### PASSAGE GIVEN
####

We looked both at the sources of energy being generated and the resilience of the transmission networks and consumption networks used to transport it. We studied key emerging paths to compensate for the cost that carbon-heavy means of energy production have — and tried to provide a basic overview as to what technologies and approaches can ameliorate the colossal cost of carbon offset in the energy production and transmission framework.

On the ability to generate, transmit and put to use the volumnous energy from ample deposits of fuel or motions of wind, water or — depends the modern industrialised world.

Modern energy footprint is the result of the formed production system and the current streams powering global growth.

Where coal, contrary to original concepts of historians, probably didn’t contribute that much to the industrial production in 18th century, (Coal and the Industrial Revolution, 1700-1869. // European Review of Economic History) it did provide input for urbanisation.

“the introduction of the coal-using technologies of the Industrial Revolution can account for around 60% of European urban growth between 1750 and 1900, even when controlling for period and country-period fixed effects; that is to say, after controlling for the general rise in Europe’s urban population during this period, as well as for any country-specific factors influencing national urban growth over time”. — NBER.

Quoting the legendary business history professor, Alfred Chandler Jr.: “Of all the technological constraints, the lack of coal was probably the most significant in holding back the spread of the factory in the United States” (P. 76. The Visible Hand: Managerial Revolution in American Business).

Before the mid-1830s, when anthracite coal from Appalachian mountains became available in quantity for industrial purposes, nearly all production was carried on in small shops or at home. American manufacturing was still seasonal and rural.

####

### EXTRACTED MATERIAL
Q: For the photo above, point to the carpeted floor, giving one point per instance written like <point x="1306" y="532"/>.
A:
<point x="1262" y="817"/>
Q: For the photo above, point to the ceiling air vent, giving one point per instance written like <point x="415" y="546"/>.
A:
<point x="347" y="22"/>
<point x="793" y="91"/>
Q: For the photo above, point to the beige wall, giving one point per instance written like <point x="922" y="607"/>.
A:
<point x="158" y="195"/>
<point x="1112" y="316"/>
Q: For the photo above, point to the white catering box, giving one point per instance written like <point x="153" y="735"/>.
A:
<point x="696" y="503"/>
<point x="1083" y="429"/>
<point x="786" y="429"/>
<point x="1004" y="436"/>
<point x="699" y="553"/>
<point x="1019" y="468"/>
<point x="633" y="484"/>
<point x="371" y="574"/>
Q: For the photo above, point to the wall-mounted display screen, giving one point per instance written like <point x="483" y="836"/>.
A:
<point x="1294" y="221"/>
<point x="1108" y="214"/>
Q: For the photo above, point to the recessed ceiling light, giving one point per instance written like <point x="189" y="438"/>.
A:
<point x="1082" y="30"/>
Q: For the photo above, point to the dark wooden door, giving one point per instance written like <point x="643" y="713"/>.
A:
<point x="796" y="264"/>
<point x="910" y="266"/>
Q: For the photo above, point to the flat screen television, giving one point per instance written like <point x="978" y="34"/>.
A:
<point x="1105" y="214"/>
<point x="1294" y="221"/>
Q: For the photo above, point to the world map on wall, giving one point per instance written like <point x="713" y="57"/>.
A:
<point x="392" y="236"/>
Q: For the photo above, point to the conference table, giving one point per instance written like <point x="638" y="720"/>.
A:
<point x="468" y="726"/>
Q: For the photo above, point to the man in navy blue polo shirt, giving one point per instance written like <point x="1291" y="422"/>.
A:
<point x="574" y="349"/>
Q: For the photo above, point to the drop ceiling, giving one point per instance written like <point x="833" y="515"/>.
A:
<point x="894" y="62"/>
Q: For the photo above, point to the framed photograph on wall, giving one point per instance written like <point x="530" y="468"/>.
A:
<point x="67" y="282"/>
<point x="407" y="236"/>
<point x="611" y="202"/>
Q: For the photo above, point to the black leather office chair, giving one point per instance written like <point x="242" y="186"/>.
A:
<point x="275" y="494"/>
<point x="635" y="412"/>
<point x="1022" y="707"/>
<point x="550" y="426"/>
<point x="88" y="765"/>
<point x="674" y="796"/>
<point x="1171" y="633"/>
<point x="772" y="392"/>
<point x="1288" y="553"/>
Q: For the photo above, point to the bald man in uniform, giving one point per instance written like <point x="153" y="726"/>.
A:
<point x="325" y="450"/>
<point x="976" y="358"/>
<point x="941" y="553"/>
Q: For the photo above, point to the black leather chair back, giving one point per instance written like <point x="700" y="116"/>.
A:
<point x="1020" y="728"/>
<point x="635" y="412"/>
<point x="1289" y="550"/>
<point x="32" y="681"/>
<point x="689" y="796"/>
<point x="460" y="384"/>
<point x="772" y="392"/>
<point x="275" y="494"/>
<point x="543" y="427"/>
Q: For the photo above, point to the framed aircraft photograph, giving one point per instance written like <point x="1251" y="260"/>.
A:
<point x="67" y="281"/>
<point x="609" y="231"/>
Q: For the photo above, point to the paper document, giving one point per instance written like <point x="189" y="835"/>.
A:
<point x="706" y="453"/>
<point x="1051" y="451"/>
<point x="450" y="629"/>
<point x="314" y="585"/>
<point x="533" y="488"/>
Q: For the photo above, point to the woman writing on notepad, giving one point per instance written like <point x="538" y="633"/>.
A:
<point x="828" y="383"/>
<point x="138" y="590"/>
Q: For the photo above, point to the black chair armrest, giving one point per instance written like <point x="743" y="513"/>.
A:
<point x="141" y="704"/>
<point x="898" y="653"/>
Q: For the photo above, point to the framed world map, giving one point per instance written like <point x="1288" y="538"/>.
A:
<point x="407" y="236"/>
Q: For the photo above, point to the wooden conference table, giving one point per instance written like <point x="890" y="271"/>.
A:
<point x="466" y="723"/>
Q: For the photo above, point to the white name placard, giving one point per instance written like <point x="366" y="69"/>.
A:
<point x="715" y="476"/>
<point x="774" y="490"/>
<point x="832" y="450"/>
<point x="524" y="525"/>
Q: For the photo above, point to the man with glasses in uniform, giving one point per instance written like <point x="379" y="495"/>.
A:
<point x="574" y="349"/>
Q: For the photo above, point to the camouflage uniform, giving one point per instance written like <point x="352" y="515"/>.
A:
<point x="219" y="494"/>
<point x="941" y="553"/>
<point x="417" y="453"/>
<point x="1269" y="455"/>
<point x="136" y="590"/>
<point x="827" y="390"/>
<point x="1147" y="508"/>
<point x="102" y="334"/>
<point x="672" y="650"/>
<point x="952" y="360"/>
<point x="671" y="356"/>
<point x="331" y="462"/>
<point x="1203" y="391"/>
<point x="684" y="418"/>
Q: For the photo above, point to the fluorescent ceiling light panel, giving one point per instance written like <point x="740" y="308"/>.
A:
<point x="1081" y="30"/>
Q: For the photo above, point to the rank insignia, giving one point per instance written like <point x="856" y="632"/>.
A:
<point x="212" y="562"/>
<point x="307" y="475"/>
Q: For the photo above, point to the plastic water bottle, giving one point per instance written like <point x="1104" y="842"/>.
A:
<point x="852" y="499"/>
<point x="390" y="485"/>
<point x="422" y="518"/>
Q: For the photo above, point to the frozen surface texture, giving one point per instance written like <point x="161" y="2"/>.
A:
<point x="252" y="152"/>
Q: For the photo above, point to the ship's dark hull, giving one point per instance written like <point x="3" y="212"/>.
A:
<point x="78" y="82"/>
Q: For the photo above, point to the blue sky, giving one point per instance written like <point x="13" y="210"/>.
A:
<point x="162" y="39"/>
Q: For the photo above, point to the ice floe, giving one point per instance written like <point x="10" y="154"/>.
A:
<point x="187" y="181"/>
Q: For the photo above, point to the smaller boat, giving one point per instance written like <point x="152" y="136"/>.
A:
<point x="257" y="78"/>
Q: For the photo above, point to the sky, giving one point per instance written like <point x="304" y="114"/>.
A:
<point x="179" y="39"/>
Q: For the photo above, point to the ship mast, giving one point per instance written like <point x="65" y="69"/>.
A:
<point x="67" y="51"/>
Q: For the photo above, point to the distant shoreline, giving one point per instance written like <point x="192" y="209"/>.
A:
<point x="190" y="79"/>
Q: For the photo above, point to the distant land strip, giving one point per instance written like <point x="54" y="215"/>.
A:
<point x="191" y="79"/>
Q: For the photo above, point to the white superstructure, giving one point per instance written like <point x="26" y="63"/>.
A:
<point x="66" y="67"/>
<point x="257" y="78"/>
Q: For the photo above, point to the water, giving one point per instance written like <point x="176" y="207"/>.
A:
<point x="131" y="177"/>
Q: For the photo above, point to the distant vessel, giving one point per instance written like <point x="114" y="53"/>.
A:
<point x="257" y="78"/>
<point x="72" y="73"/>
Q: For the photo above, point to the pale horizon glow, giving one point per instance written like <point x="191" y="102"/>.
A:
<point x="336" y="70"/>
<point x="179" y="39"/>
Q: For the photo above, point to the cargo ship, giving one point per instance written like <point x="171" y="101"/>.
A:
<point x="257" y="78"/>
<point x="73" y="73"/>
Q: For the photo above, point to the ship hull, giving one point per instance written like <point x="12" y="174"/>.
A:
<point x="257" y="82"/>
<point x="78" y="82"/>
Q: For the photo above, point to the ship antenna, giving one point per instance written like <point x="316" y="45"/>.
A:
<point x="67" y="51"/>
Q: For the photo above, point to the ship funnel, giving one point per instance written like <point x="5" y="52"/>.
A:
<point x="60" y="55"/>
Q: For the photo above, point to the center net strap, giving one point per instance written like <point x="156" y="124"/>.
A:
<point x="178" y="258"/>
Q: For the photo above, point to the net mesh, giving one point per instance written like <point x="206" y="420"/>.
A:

####

### WRITTEN TASKS
A. Please condense the paragraph of the passage on coal that begins "Before the mid-1830s" into a single shorter sentence that keeps its main facts.
B. Reproduce the passage on coal from "Quoting the legendary" to "in American Business).", substituting "renowned" for "legendary".
The records are separate material and do not relate to the passage on coal.

### EXERCISE SOLUTIONS
A. Until the mid-1830s, when Appalachian anthracite coal became available in industrial quantities, American manufacturing was seasonal and rural, carried on almost entirely in small shops or at home.

B.
Quoting the renowned business history professor, Alfred Chandler Jr.: “Of all the technological constraints, the lack of coal was probably the most significant in holding back the spread of the factory in the United States” (P. 76. The Visible Hand: Managerial Revolution in American Business).